Source records
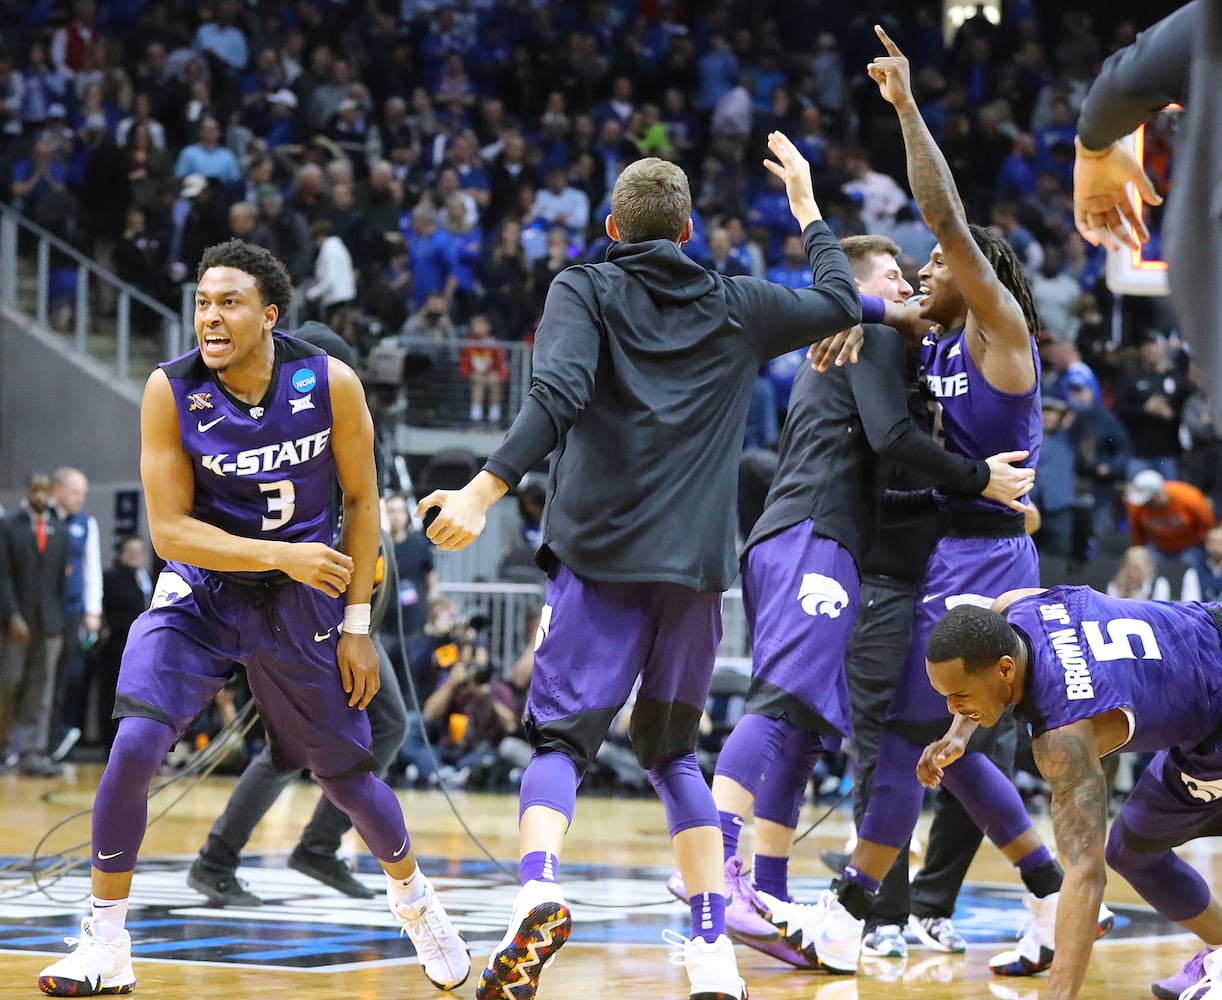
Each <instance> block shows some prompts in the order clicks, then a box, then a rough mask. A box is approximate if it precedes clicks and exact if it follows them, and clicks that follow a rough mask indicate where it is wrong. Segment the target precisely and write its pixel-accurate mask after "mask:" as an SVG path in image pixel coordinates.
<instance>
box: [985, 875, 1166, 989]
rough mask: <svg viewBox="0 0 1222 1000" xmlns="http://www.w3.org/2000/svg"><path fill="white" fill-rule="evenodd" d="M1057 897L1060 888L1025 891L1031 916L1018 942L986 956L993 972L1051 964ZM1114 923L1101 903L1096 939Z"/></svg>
mask: <svg viewBox="0 0 1222 1000" xmlns="http://www.w3.org/2000/svg"><path fill="white" fill-rule="evenodd" d="M1059 899H1061V894H1059V892H1053V894H1051V895H1048V896H1045V897H1044V899H1042V900H1041V899H1036V897H1035V896H1033V895H1031V894H1028V895H1026V899H1024V900H1023V906H1025V907H1026V908H1028V910H1030V911H1031V917H1030V918H1029V922H1028V924H1026V927H1025V929H1024V930H1023V933H1022V936H1020V938H1019V940H1018V945H1017V946H1015V947H1013V949H1011V950H1009V951H1003V952H1001V954H1000V955H995V956H993V957H992V958H990V960H989V968H991V969H992V971H993V974H996V976H1039V974H1040V973H1041V972H1044V971H1046V969H1047V968H1048V967H1050V966H1051V965H1052V950H1053V947H1055V932H1056V927H1057V901H1058V900H1059ZM1114 925H1116V914H1114V913H1112V911H1111V910H1108V908H1107V906H1106V905H1103V903H1100V907H1099V921H1097V922H1096V923H1095V939H1096V940H1097V939H1099V938H1102V936H1103V935H1105V934H1107V932H1108V930H1111V929H1112V928H1113V927H1114ZM1177 995H1178V994H1177Z"/></svg>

◆ **Activity**
Write the items above as a JSON list of strings, one string per line and no blank lines, leaving out the pictures.

◆ **Response area**
[
  "Each <instance> block shows some prompts in the order clicks, then a box, then a rough mask. A box is approximate if it precedes clicks and exact if it follows them, and clicks that follow a rough mask indicate where it is wrong. Segment the target precisely and write its pixel-accurate mask after \"mask:\" as an SVG path in image pixel coordinates.",
  "<instance>",
  "box: [985, 875, 1166, 989]",
  "rough mask: <svg viewBox=\"0 0 1222 1000\" xmlns=\"http://www.w3.org/2000/svg\"><path fill=\"white\" fill-rule=\"evenodd\" d=\"M1057 897L1060 888L1025 891L1031 916L1018 942L986 956L993 972L1051 964ZM1114 923L1101 903L1096 939Z\"/></svg>",
  "mask: <svg viewBox=\"0 0 1222 1000\" xmlns=\"http://www.w3.org/2000/svg\"><path fill=\"white\" fill-rule=\"evenodd\" d=\"M1059 899H1061V894H1059V892H1053V894H1051V895H1048V896H1045V897H1044V899H1042V900H1041V899H1036V897H1035V896H1033V895H1031V894H1028V895H1026V899H1024V900H1023V906H1025V907H1026V908H1028V910H1030V911H1031V917H1030V918H1029V922H1028V924H1026V927H1025V929H1024V930H1023V933H1022V936H1020V938H1019V940H1018V945H1017V946H1015V947H1013V949H1011V950H1009V951H1003V952H1001V954H1000V955H995V956H993V957H992V958H990V960H989V968H991V969H992V971H993V974H996V976H1039V974H1040V973H1041V972H1044V971H1046V969H1047V968H1048V967H1050V966H1051V965H1052V950H1053V947H1055V932H1056V927H1057V901H1058V900H1059ZM1114 925H1116V914H1114V913H1112V911H1111V910H1108V908H1107V906H1106V905H1103V903H1100V907H1099V921H1097V922H1096V923H1095V939H1096V940H1097V939H1099V938H1102V936H1103V935H1105V934H1107V932H1108V930H1111V929H1112V928H1113V927H1114ZM1177 995H1178V994H1177Z\"/></svg>"
]